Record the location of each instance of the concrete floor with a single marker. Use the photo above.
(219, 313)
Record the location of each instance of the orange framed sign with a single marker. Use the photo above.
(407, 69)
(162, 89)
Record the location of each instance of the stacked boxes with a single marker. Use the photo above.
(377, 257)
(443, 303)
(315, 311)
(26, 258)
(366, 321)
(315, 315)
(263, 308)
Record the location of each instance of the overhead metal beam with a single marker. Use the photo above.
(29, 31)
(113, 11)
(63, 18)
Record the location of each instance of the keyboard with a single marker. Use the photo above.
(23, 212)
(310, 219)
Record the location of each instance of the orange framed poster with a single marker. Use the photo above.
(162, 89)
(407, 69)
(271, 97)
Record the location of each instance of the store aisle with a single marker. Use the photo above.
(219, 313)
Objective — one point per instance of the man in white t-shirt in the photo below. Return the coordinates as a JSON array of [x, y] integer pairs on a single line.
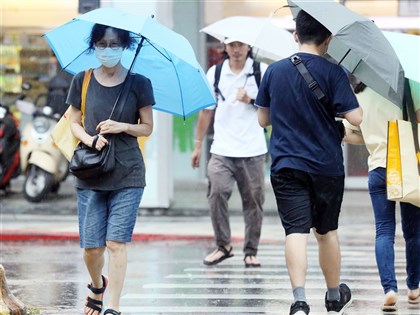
[[237, 152]]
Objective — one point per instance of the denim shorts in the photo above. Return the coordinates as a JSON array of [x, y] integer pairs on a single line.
[[107, 215], [306, 201]]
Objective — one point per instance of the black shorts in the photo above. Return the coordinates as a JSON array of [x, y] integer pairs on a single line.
[[306, 200]]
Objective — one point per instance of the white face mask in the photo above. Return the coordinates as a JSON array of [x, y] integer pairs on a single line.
[[109, 57]]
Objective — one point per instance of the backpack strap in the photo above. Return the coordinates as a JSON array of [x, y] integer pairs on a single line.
[[256, 67], [313, 85], [217, 79]]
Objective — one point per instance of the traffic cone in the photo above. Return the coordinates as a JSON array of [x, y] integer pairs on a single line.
[[9, 305]]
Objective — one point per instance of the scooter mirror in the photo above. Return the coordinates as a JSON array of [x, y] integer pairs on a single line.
[[26, 86], [47, 111]]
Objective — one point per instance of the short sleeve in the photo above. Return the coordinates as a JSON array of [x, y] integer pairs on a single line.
[[74, 97]]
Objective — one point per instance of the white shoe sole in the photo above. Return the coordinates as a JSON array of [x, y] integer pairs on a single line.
[[343, 310]]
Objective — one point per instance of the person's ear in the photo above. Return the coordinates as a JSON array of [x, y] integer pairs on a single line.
[[328, 40]]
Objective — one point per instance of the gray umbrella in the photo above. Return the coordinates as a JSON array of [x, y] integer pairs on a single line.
[[359, 45]]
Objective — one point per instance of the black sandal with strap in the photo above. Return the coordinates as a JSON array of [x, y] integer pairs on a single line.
[[226, 254], [112, 312], [251, 265], [94, 304]]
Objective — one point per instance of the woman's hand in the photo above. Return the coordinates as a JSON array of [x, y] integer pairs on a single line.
[[110, 126], [100, 143]]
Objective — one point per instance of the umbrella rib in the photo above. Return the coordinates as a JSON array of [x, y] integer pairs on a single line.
[[344, 57], [75, 58], [151, 44]]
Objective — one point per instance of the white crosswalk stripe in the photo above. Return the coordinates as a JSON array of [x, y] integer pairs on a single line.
[[229, 288]]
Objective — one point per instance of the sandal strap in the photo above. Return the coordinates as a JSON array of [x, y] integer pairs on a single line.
[[98, 290], [94, 304], [224, 250], [112, 312]]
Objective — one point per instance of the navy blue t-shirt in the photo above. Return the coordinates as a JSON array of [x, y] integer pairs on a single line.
[[304, 134]]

**WORK REQUEST:** Beginning with the line that contains "Objective — one point per instance of the navy", repeat every line through the end of the records and nothing more.

**TASK SOLUTION:**
Objective — one point per instance of the navy blue t-shirt in the photo above. Return the coordinates as a JSON array of [x, y] integer pairs on a single line.
[[304, 134]]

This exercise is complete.